> STUDY TEXT:
The origins of the classic Cuban daiquiri are much in dispute. The consensus favors an American-oriented creation tale, in which a group of U.S. mining engineers in Cuba, circa the early 1900s, concocted the cocktail when they ran out of gin and were forced to fall back on the rum found widely on the island. The Webtender, among others, calls bullshit on this theory, venturing a guess that Cubans enjoyed the drink long before the Yanks came along.
Whatever the origins, however, few argue how or when the cocktail debuted on the U.S. mainland: Credit goes to Adm. Lucius W. Johnson, a Navy medical officer, who allegedly brought the recipe to the Army and Navy Club in 1909. From there, the drink’s popularity spread, in part because rum was easier to get than other spirits during WWII and in part because a certain high-profile president became enamored with the cocktail.
The daiquiri has suffered a number of indignities in the 100 years since it arrived in the states. The drink’s nadir probably occurred sometime in the 1980s, during the height of its popularity. You couldn’t walk into a trendy watering hole without seeing a slush machine gently agitating the florescent slurry. It might be a frozen strawberry daiquiri, a banana daiquiri, or, God forbid, a fruit salad daiquiri.
“It’s a drink that has been so bastardized. It’s like it’s been beaten into an unrecognizable form,” says Derek M. Brown, the mix-master behind the bar at the Gibson. ” They don’t even bother to name the fruit anymore. It just blue or red.”
Fortunately, Brown still honors the daiquiri’s humble traditions at the Gibson, where the mixologist’s variations are among the most popular drinks. Brown offers a Brunswick Sour, which is just a vintage daiquiri (rum, sugar/simple syrup, and fresh lime juice) with a float of claret on top. He also mixes a Martinique daiquiri in which he vigorously shakes lime juice, cane sugar, Luxardo maraschino liqueur, and Neisson rum agricole and strains the mixture into a cocktail glass. Brown even serves up a Papa Doble, that famous double-helping of sugarless frappe daiquiri, which Hemingway loved to down by the dozen at the Florida bar. Or even by the 16s.
It seems only fitting that D.C. take part in stripping away all the mystery-fruit excesses that have surrounded the daiquiri over the years. The District gave the country the daiquiri. We should be the city to reclaim its original recipe.
So this weekend, raise a glass to the centennial of the daiquiri — by ordering a real one. Or making your own.

> SUPPLIED RECORDS:
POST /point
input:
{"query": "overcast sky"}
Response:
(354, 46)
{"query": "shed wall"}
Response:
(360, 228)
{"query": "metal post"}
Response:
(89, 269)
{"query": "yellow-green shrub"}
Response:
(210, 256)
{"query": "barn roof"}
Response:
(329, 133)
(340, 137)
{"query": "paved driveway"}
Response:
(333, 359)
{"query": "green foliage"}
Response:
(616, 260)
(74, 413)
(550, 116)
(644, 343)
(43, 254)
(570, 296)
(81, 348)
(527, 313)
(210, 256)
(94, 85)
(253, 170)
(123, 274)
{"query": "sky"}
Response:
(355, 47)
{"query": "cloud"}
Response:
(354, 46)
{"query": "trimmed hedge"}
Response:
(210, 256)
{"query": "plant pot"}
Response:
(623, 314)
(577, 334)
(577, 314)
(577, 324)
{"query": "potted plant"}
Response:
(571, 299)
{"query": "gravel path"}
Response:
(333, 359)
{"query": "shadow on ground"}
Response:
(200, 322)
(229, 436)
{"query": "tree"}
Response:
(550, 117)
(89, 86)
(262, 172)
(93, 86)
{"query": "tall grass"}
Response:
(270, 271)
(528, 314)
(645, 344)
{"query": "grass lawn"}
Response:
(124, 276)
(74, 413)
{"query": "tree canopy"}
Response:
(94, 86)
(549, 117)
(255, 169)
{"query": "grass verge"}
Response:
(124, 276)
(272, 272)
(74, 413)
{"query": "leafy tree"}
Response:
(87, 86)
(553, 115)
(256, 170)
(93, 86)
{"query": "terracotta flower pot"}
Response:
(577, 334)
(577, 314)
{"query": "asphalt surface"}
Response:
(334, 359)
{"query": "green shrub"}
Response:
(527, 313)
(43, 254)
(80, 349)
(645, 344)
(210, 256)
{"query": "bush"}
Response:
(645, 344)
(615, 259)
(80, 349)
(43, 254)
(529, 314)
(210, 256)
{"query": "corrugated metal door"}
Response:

> COMPLETE THE FOLLOWING:
1. Duplicate the daiquiri article from "The origins of" up to and including "Yanks came along.".
2. Summarize the daiquiri article in two sentences.
The records have no connection to the daiquiri article.

> RESULTS FOR EACH TASK:
1.
The origins of the classic Cuban daiquiri are much in dispute. The consensus favors an American-oriented creation tale, in which a group of U.S. mining engineers in Cuba, circa the early 1900s, concocted the cocktail when they ran out of gin and were forced to fall back on the rum found widely on the island. The Webtender, among others, calls bullshit on this theory, venturing a guess that Cubans enjoyed the drink long before the Yanks came along.

2. The origins of the Cuban daiquiri are disputed, but Adm. Lucius W. Johnson is credited with bringing the recipe to the Army and Navy Club in 1909, after which the drink's popularity spread. Though the daiquiri was later degraded into slushy fruit versions, Derek M. Brown honors its traditions at the Gibson, and the article urges D.C. to reclaim the original recipe for the drink's centennial.